AIM OF THE TASK — Return the records below from the line containing "formatted like [141,5]." onward, exactly, through and including the last line.

━━━ ROWS ━━━

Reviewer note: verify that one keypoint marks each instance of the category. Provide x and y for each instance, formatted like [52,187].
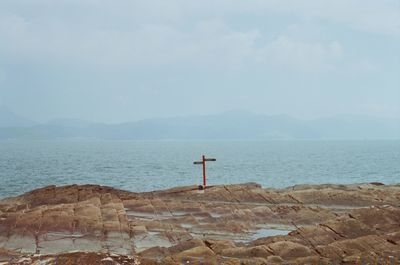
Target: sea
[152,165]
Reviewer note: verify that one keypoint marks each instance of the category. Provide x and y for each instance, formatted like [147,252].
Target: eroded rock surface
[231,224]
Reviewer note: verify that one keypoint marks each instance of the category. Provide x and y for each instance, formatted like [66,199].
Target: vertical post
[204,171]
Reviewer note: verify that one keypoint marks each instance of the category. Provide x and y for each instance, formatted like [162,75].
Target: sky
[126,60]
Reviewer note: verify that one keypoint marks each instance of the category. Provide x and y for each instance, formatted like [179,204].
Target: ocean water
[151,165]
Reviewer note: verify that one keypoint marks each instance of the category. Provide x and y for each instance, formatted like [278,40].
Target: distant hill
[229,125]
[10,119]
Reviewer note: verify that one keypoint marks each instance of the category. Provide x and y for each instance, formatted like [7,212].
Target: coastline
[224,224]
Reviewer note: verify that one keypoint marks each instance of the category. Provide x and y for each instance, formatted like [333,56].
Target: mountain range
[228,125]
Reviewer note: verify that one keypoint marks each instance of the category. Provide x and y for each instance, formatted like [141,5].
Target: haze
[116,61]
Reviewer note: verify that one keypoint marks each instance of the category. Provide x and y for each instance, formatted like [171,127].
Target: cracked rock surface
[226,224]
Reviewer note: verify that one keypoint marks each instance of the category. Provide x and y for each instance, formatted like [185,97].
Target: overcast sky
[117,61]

━━━

SOLUTION TO THIS EXERCISE —
Reviewer note: verify that one keypoint marks each instance of the category. Provide x and y for each instance, formatted like [141,5].
Target: haze
[116,61]
Reviewer note: verify that one keypoint marks each instance of the category. Provide x and y for each instance, formatted like [171,127].
Target: cracked rock surface
[226,224]
Reviewer note: verify that one keypoint marks each instance of the category. Provide x and y for each instance, formatted like [185,97].
Target: overcast sky
[117,61]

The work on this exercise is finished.